--- SOURCE ---

Question

Bah, I'll ask this one with that equation thing.

Answer 1

s\[Simplify: \sec^2\theta - 1/\sec^2 \theta \]

Answer 2

sec cancle out right?

Answer 3

just for kicks is it

1. (sec^2 - 1)

2. sec^2 - (1/sec^2) ?

Answer 4

Well our teachers gave us the answers, I just don't know how to solve it.. but the answer is \[\sin ^2\theta \]

Answer 5

nvm my question

this is gonna take a second not used to the equation thing but it is just a trig identity

Answer 6

Okay, take your time o;

Answer 7

\[(\sec ^2 - 1) / \sec ^2\]
\[= \tan ^2 / \sec^2\]
\[= (\sin^2/\cos^2)/\sec^2\]
\[= (\sin^2/\cos^2)/(1/\cos^2)\]
\[= (\sin^2 * \cos^2 / \cos^2 )\]

Answer 8

which equals
\[\sin^2\]

i used \[1 + \tan^2 = \sec^2\]
and changed it to
\[\tan^2 = \sec^2 - 1\]
and exchanged sec - 1 for tan in the problem

Answer 9

In that second to last step, you can just drop the 1? o:

Answer 10

no, what i did was invert and multiply

because it was sin/cos, divided 1/cos.

--- GIVEN DATA ---

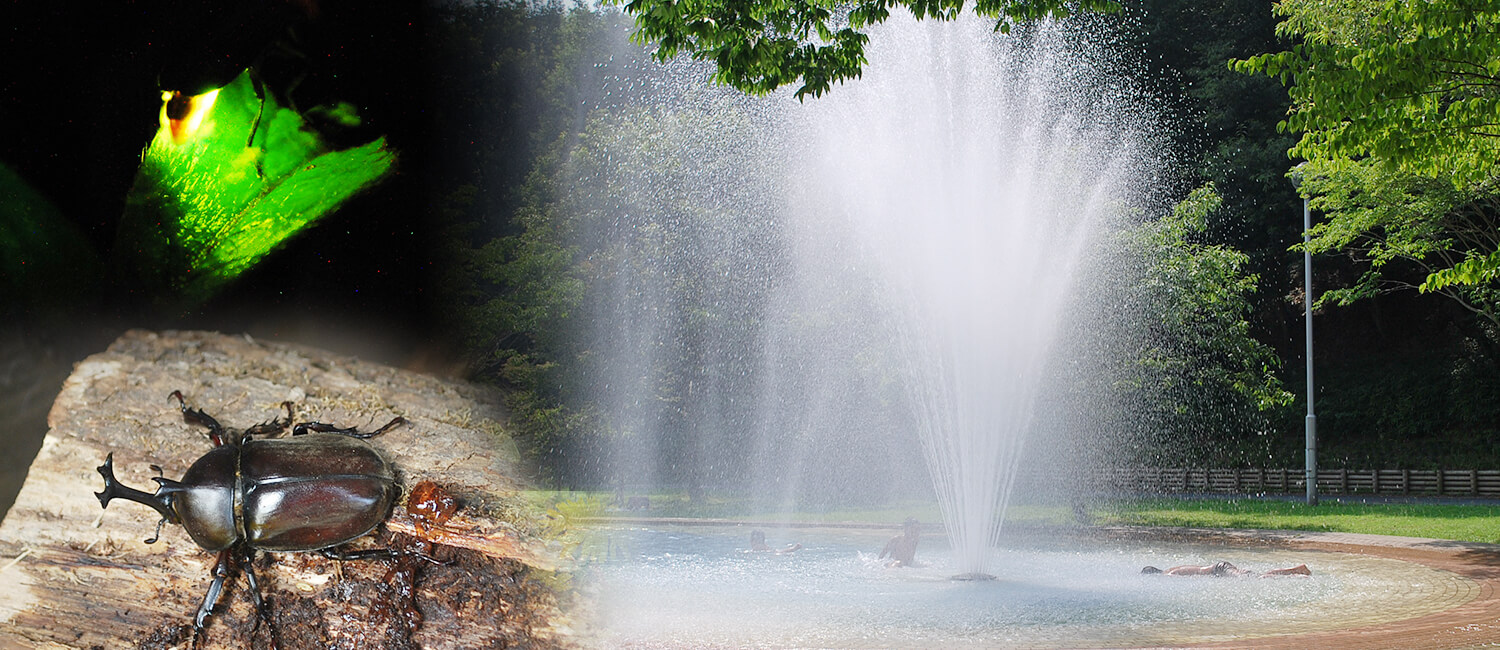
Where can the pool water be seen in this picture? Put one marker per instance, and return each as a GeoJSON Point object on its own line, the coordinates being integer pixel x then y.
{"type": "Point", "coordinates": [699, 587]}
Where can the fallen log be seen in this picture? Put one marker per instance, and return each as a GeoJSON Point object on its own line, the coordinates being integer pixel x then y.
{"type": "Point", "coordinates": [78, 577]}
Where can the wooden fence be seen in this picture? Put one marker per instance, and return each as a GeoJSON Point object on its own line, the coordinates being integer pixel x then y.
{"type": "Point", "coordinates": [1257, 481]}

---
--- GIVEN DATA ---

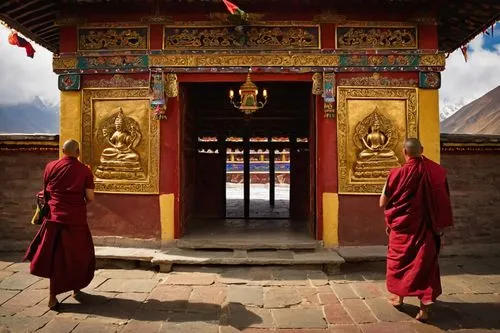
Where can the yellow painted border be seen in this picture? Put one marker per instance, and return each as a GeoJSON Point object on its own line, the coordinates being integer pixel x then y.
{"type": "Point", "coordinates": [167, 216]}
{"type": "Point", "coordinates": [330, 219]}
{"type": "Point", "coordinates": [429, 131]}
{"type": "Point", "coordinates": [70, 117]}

---

Reproduce the stretch of the trig identity thread from "i used \[1 +" through "sin/cos, divided 1/cos.".

ANSWER TO THIS PROBLEM
i used \[1 + \tan^2 = \sec^2\]
and changed it to
\[\tan^2 = \sec^2 - 1\]
and exchanged sec - 1 for tan in the problem

Answer 9

In that second to last step, you can just drop the 1? o:

Answer 10

no, what i did was invert and multiply

because it was sin/cos, divided 1/cos.